Source data:
━━━
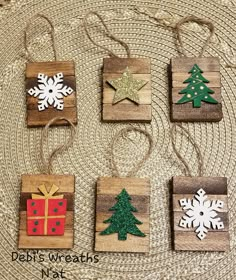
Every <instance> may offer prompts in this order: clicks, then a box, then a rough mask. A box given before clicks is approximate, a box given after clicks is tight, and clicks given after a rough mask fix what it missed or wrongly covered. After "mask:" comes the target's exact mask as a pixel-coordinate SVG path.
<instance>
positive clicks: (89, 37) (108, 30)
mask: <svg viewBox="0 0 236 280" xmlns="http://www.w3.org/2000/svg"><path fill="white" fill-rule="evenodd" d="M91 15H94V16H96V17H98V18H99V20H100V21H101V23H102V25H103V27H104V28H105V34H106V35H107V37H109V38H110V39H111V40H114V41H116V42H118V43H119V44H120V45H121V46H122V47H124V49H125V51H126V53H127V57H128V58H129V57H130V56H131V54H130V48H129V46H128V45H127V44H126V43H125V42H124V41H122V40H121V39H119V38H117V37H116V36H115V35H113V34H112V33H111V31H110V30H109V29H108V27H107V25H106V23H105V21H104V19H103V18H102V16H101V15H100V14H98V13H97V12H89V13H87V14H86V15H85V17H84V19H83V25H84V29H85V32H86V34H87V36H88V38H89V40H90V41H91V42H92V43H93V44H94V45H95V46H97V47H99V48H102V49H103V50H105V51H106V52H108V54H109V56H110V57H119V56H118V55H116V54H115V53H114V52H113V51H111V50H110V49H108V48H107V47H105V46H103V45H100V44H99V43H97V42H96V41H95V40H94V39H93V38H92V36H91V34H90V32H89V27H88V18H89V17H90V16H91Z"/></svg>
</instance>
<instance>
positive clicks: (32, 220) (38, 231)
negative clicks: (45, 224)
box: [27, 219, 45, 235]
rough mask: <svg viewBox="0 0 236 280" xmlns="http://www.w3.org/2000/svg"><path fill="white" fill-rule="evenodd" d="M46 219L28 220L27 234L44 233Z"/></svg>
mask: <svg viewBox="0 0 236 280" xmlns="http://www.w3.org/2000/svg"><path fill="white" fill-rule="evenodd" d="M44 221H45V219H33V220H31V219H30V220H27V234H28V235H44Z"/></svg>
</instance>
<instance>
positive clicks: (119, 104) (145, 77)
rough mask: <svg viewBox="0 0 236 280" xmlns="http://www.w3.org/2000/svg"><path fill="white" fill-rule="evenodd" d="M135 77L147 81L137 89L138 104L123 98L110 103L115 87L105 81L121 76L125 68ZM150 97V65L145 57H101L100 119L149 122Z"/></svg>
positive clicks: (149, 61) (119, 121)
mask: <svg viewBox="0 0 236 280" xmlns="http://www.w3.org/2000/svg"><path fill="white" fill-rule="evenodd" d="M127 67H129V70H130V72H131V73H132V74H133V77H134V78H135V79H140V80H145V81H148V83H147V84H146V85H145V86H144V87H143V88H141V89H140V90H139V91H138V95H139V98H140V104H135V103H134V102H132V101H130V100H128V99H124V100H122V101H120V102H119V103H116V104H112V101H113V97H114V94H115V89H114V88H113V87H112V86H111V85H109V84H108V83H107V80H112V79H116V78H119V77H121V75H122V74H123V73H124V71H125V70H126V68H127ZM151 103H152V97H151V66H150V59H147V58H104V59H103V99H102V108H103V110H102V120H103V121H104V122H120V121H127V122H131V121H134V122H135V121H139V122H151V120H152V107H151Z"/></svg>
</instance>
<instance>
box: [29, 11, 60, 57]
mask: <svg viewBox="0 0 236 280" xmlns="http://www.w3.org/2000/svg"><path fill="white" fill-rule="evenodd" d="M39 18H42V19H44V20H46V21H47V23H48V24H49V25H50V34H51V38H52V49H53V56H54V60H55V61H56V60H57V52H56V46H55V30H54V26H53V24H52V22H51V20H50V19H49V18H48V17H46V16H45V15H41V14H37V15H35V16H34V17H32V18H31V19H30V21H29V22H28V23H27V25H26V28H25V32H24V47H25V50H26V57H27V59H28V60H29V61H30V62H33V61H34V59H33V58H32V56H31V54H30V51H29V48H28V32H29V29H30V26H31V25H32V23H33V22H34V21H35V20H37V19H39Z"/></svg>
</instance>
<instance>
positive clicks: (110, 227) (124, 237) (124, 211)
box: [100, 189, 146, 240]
━━━
Please print all of the records above exactly, omitting each picture.

Every <instance> may offer prompts in this order: clicks, then a box, then a rough mask. A box given before clicks is approximate, a box given after clicks is tight, and clicks given after a rough mask fix what it missed or wrongly covered. After "mask:" comes the target's exact mask as a pixel-coordinate SVG path.
<instance>
positive clicks: (89, 37) (108, 30)
mask: <svg viewBox="0 0 236 280" xmlns="http://www.w3.org/2000/svg"><path fill="white" fill-rule="evenodd" d="M91 15H94V16H96V17H98V18H99V20H100V21H101V23H102V25H103V27H104V28H105V34H106V35H107V37H109V38H110V39H111V40H114V41H116V42H118V43H119V44H120V45H121V46H122V47H124V49H125V51H126V53H127V57H128V58H129V57H130V56H131V54H130V48H129V46H128V45H127V44H126V43H125V42H124V41H122V40H121V39H119V38H117V37H116V36H115V35H113V34H112V33H111V31H110V30H109V29H108V27H107V25H106V23H105V21H104V19H103V18H102V16H101V15H100V14H98V13H97V12H89V13H87V14H86V15H85V17H84V19H83V25H84V29H85V32H86V34H87V36H88V38H89V40H90V41H91V42H92V43H93V44H94V45H95V46H97V47H99V48H102V49H103V50H105V51H106V52H108V54H109V56H110V57H119V56H118V55H116V54H115V53H114V52H113V51H111V50H110V49H108V48H107V47H105V46H103V45H100V44H99V43H97V42H96V41H95V40H94V39H93V38H92V36H91V34H90V32H89V27H88V18H89V17H90V16H91Z"/></svg>
</instance>
<instance>
positive clicks: (32, 220) (38, 231)
negative clicks: (45, 224)
box: [27, 219, 45, 235]
rough mask: <svg viewBox="0 0 236 280" xmlns="http://www.w3.org/2000/svg"><path fill="white" fill-rule="evenodd" d="M46 219L28 220L27 234L44 233Z"/></svg>
mask: <svg viewBox="0 0 236 280" xmlns="http://www.w3.org/2000/svg"><path fill="white" fill-rule="evenodd" d="M44 221H45V219H33V220H31V219H30V220H27V234H28V235H44Z"/></svg>
</instance>
<instance>
positive clicks: (119, 104) (145, 77)
rough mask: <svg viewBox="0 0 236 280" xmlns="http://www.w3.org/2000/svg"><path fill="white" fill-rule="evenodd" d="M135 77L147 81L137 89L138 104L123 98L110 103L115 87L105 81L121 76L125 68ZM150 97V65L145 57H101L100 119L149 122Z"/></svg>
positive clicks: (149, 61) (119, 121)
mask: <svg viewBox="0 0 236 280" xmlns="http://www.w3.org/2000/svg"><path fill="white" fill-rule="evenodd" d="M127 67H129V70H130V72H131V73H132V74H133V77H134V78H135V79H140V80H145V81H148V83H147V84H146V85H145V86H144V87H143V88H141V89H140V90H139V91H138V95H139V98H140V104H135V103H134V102H132V101H130V100H128V99H124V100H122V101H120V102H119V103H116V104H112V101H113V97H114V94H115V89H114V88H113V87H112V86H111V85H109V84H108V83H107V80H112V79H116V78H119V77H121V75H122V74H123V73H124V71H125V70H126V68H127ZM151 103H152V97H151V66H150V59H147V58H104V59H103V99H102V108H103V110H102V120H103V121H104V122H120V121H127V122H131V121H134V122H135V121H139V122H151V120H152V107H151Z"/></svg>
</instance>
<instance>
box: [29, 11, 60, 57]
mask: <svg viewBox="0 0 236 280" xmlns="http://www.w3.org/2000/svg"><path fill="white" fill-rule="evenodd" d="M39 18H42V19H44V20H46V21H47V23H48V24H49V25H50V34H51V38H52V49H53V56H54V60H55V61H56V60H57V52H56V46H55V30H54V26H53V24H52V22H51V20H50V19H49V18H48V17H46V16H45V15H41V14H37V15H35V16H34V17H32V18H31V19H30V21H29V22H28V23H27V25H26V28H25V32H24V47H25V50H26V57H27V59H28V60H29V61H30V62H33V61H34V59H33V58H32V56H31V54H30V51H29V48H28V32H29V29H30V26H31V25H32V23H33V22H34V21H35V20H37V19H39Z"/></svg>
</instance>
<instance>
positive clicks: (110, 227) (124, 237) (124, 211)
box: [100, 189, 146, 240]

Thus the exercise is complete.